▸ **WHAT TO PRODUCE**
Copy all of the records below word for word, keeping every line in its original order.

▸ **RECORDS SHOWN**
———
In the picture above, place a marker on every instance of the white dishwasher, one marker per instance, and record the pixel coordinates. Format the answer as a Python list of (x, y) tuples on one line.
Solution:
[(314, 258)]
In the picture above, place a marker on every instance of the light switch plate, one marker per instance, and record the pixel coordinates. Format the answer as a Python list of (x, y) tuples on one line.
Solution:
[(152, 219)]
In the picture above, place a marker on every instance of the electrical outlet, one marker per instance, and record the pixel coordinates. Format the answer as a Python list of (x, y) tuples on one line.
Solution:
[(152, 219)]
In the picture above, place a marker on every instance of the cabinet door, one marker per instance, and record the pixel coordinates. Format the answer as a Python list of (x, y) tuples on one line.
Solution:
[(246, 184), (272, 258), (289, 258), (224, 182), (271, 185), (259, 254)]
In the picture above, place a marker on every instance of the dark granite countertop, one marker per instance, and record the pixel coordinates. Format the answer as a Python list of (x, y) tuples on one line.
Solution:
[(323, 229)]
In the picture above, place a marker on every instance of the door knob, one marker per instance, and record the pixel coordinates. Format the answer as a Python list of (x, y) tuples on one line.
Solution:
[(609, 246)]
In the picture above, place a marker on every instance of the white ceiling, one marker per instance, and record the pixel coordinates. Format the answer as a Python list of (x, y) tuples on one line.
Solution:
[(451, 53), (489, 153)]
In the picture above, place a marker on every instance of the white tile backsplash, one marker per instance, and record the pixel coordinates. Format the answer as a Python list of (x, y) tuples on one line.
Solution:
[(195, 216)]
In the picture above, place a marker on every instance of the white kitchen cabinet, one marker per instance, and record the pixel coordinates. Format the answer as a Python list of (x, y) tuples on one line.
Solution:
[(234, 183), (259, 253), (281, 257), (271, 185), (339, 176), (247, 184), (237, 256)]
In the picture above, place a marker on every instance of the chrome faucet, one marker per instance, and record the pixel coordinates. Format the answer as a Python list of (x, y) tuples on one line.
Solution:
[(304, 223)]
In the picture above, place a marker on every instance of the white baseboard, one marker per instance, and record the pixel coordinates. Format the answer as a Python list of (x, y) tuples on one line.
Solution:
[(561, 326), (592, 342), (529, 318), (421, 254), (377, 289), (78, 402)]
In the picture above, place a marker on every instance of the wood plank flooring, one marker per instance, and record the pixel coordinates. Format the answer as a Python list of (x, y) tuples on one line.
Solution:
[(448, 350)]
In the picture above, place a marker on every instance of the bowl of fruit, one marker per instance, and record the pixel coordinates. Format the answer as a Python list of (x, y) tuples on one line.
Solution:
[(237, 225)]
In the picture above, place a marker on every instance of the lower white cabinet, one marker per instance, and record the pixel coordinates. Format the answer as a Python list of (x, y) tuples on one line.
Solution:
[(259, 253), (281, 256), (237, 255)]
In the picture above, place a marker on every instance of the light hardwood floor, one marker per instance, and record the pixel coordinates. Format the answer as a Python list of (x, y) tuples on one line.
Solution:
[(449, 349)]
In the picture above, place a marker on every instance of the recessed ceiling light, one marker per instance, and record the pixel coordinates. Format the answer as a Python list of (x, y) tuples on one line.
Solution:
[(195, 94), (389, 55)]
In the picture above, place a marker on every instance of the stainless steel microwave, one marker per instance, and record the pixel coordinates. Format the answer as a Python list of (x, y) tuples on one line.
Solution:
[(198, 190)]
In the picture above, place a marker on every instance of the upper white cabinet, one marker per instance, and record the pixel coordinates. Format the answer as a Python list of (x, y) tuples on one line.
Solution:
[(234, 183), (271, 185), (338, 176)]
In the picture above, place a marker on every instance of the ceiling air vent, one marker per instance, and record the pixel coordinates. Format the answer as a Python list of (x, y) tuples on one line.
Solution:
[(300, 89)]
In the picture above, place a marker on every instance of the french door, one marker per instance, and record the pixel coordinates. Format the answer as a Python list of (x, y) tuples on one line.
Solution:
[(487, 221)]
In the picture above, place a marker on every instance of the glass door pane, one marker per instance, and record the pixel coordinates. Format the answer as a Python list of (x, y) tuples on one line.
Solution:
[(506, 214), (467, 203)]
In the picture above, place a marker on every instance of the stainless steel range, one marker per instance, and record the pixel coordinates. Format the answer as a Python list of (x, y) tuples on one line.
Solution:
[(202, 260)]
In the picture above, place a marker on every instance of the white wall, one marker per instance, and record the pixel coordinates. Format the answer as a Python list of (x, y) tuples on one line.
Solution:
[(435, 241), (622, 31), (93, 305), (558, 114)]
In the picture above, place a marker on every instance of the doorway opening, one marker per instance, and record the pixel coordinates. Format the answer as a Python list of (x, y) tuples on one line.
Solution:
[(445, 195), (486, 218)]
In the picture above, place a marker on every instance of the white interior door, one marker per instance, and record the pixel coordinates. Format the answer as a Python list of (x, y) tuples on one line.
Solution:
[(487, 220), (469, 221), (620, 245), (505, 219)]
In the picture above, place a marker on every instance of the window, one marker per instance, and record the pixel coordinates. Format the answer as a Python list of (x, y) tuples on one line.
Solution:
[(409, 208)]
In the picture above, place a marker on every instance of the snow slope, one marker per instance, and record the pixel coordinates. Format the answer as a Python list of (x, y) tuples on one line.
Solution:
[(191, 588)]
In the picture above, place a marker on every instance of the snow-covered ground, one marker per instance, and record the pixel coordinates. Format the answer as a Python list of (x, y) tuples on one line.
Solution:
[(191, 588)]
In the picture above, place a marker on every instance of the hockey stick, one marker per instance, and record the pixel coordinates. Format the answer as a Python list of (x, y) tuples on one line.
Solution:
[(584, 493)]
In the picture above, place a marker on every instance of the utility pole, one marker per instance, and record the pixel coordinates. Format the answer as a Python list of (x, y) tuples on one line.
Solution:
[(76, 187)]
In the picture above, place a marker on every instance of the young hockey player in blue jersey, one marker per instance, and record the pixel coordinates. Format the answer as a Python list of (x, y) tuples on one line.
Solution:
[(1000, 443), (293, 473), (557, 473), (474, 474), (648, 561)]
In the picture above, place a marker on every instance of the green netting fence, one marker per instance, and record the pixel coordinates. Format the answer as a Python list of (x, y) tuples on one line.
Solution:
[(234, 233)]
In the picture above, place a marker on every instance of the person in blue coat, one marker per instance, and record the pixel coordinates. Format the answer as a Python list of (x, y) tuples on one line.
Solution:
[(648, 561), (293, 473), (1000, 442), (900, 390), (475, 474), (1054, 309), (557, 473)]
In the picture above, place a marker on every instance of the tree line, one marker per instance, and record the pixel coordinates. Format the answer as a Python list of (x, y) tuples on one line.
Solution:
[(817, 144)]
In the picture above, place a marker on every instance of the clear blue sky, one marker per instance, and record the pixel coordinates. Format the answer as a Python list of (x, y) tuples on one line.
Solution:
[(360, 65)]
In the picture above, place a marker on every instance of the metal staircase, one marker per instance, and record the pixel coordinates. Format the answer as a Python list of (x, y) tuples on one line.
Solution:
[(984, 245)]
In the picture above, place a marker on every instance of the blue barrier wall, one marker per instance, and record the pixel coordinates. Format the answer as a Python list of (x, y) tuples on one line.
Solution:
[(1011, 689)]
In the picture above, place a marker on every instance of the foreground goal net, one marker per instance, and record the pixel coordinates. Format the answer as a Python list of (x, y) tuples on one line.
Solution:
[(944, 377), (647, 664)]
———
▸ **REPLY**
In the picture above, place a marker on every instance of the white dishwasher, one marker per instance, and record the pixel coordinates. Format the answer as a Python list of (x, y) tuples on one line.
Solution:
[(314, 258)]
In the picture above, place a marker on every instance of the light switch plate, one marker per instance, and record the pixel coordinates. Format the answer as a Python list of (x, y) tuples on one line.
Solution:
[(152, 219)]
In the picture above, place a marker on every instance of the electrical outlet, one marker per instance, and record the pixel coordinates. Format the answer as a Python list of (x, y) tuples on one line.
Solution:
[(152, 219)]
In the picture above, place a marker on every instance of the cabinet door, one marker per instance, and record the pixel coordinates. Format the answer as a Python list of (x, y) tuples on one line.
Solution:
[(246, 184), (272, 258), (289, 258), (224, 182), (271, 185), (259, 254)]
In the picture above, place a marker on every instance of the dark granite countertop, one marker per instance, and record the pixel coordinates. Format the answer as a Python list of (x, y) tuples on one line.
Solution:
[(323, 229)]
In the picture above, place a marker on every instance of the door knob, one marker per instance, and record the pixel coordinates. Format the answer as a Python list of (x, y) tuples on one line.
Solution:
[(609, 246)]
In the picture above, place a marker on every instance of the white ceiling, one marker per instance, and record the pixel coordinates. Format the answer as a Python list of (x, y) tuples on one line.
Solution:
[(451, 53), (489, 153)]
In the picture above, place a marker on every instance of the white tile backsplash, one marker per instance, and record the pixel coordinates. Format the answer as a Python list of (x, y) tuples on one line.
Solution:
[(195, 216)]
In the picture above, place a marker on every instance of the white kitchen cabinet, one marker per instance, and record the pixel coordinates. Format the answer as a Python list of (x, y) tuples on one line.
Solution:
[(234, 183), (259, 253), (281, 257), (271, 185), (339, 176), (247, 184), (237, 256)]
In the picture above, place a marker on every instance of the chrome faucet, one marker per instance, and record the pixel coordinates. Format the answer as a Python list of (x, y) tuples on one line.
Solution:
[(304, 223)]
In the picture above, place a marker on every instance of the white baseboard, one marker per instance, and record the pixel coordinates. Format the answer as a Python list of (x, y) tuples on one line.
Solution:
[(561, 326), (592, 342), (529, 318), (421, 254), (377, 289), (78, 402)]
In the picture above, place a marker on every instance of the wood plank flooring, one marker per instance, and record the pixel coordinates. Format the answer as a Python list of (x, y) tuples on one line.
Solution:
[(448, 350)]
In the picture above, place a marker on every instance of the bowl of fruit, one marker per instance, and record the pixel coordinates. Format the answer as a Python list of (x, y) tuples on one line.
Solution:
[(237, 225)]
In the picture above, place a marker on every instance of the lower white cabinet, one marker per instance, and record the pixel coordinates. Format the answer as a Python list of (x, y) tuples on one line.
Solution:
[(259, 253), (281, 256), (237, 255)]
In the picture above, place a marker on every instance of the light hardwood floor, one marker per instance, and record the pixel coordinates. Format the answer as a Python list of (x, y) tuples on one line.
Solution:
[(449, 349)]
In the picture above, place a marker on every instance of the recessed ceiling light, one marker per instance, and record the pixel coordinates. Format the answer as a Python list of (x, y) tuples on one line.
Solution:
[(195, 94), (389, 55)]
In the picture above, place a marker on every instance of the stainless steel microwave, one marker per instance, and record the pixel coordinates. Format the answer as a Python list of (x, y) tuples on one line.
Solution:
[(198, 190)]
In the picture above, place a marker on every instance of the upper white cabinet, one marker per instance, and record the pixel coordinates. Format the answer as a Python list of (x, y) tuples on one line.
Solution:
[(234, 183), (271, 185), (338, 176)]
In the picture above, place a marker on every instance of the ceiling air vent, one marker per instance, and record the pixel coordinates. Format the answer as a Python list of (x, y) tuples on one line.
Solution:
[(300, 89)]
In the picture above, place a marker on every instance of the french door, one marker per instance, and record the pixel coordinates. Format the answer as a Python list of (x, y) tuples on one line.
Solution:
[(487, 221)]
In the picture above, place a marker on every instance of the glass door pane, one marker per instance, and record the pixel coordinates. Format the answer as a Python list of (x, y) tuples on one line.
Solution:
[(506, 214), (467, 203)]
In the picture above, place a marker on every instance of the stainless steel range, one marker per instance, and record the pixel coordinates. Format the answer as a Python list of (x, y) tuples on one line.
Solution:
[(202, 260)]
In the picture above, place a marker on every instance of the white wall, one marker per instance, and record the pixel coordinates. Format the answer as a Python list of (x, y) tuples on one line.
Solution:
[(435, 241), (622, 31), (93, 305), (558, 114)]
In the picture above, place a marker on every instance of the doorway opening, one marker per instance, and record the pixel coordinates. Format the answer as a Python list of (x, y) tuples on one line.
Solution:
[(445, 195), (486, 218)]
In the picture above, place a marker on every instance of the white interior door, one marker per instance, and record the pixel coordinates. Format the answer as a Python list of (x, y) tuples on one line.
Solution:
[(487, 220), (469, 221), (620, 245), (505, 219)]
In the picture above, place a marker on every instance of the window, one marker per instance, and record the pixel coordinates. Format the answer as a Python list of (x, y) tuples on one line.
Solution:
[(409, 208)]
In the picture above, place a marker on every instance of the snow slope, one marker per instance, and record the pixel coordinates. Format the answer as a Python list of (x, y) tuples on one line.
Solution:
[(191, 588)]
In the picture above, place a marker on every instance of the snow-covered ground, one marker per instance, and record the pixel coordinates. Format the answer as a Python list of (x, y) tuples on one line.
Solution:
[(191, 588)]
In the picture above, place a marker on every instance of the hockey stick, one marker per instance, and record the pixel coordinates. Format the answer as a Python list of (x, y) tuples on one line.
Solution:
[(584, 493)]
In the picture above, place a marker on every instance of the utility pole, one marker per instance, and record the pixel coordinates. Format the answer as a Python list of (x, y) tuples on one line.
Solution:
[(76, 187)]
In the picture above, place a marker on every instance of the young hockey player in blue jersey, one marker per instance, and record the pixel coordinates. Format the answer as a Python list of (x, y) tuples on one line.
Solution:
[(1000, 443), (293, 473), (557, 473), (474, 474), (648, 561)]
In the picture above, place a marker on every instance of the green netting fence, one marker per instance, and record the pixel coordinates. Format the answer as a Python list of (x, y) tuples on one line.
Solution:
[(234, 233)]
In the picture above, place a marker on every instance of the person in blue coat, one marker per instance, and record the pixel coordinates. Format the answer as a Python list of (x, y) tuples on one line.
Solution:
[(648, 561), (293, 473), (1000, 442), (900, 390), (475, 474), (1054, 309), (557, 473)]
In the picture above, place a marker on every instance of the tree line, one marker per instance, and record the pixel coordinates. Format the answer as a Python list of (x, y) tuples on one line.
Solution:
[(817, 144)]
In the picture above, place a marker on every instance of the clear blue sky, one marker per instance, and record the pixel coordinates. Format the answer as a Python list of (x, y) tuples on one line.
Solution:
[(360, 65)]
In the picture above, place a marker on every instance of the metal staircase, one marker per instance, and record the pixel coordinates. Format the answer as a Python list of (x, y) tuples on one line.
Solution:
[(984, 245)]
In the picture above, place a marker on every instance of the blue barrier wall, one marker per instance, and record the pixel coordinates. Format the answer as a Python list of (x, y) tuples on one line.
Solution:
[(1011, 689)]
In the picture above, place a marker on every instance of the foreground goal net, one marker per instance, and record the pixel coordinates. Format the answer as a Python list of (x, y) tuples on one line.
Solution:
[(944, 377), (647, 664)]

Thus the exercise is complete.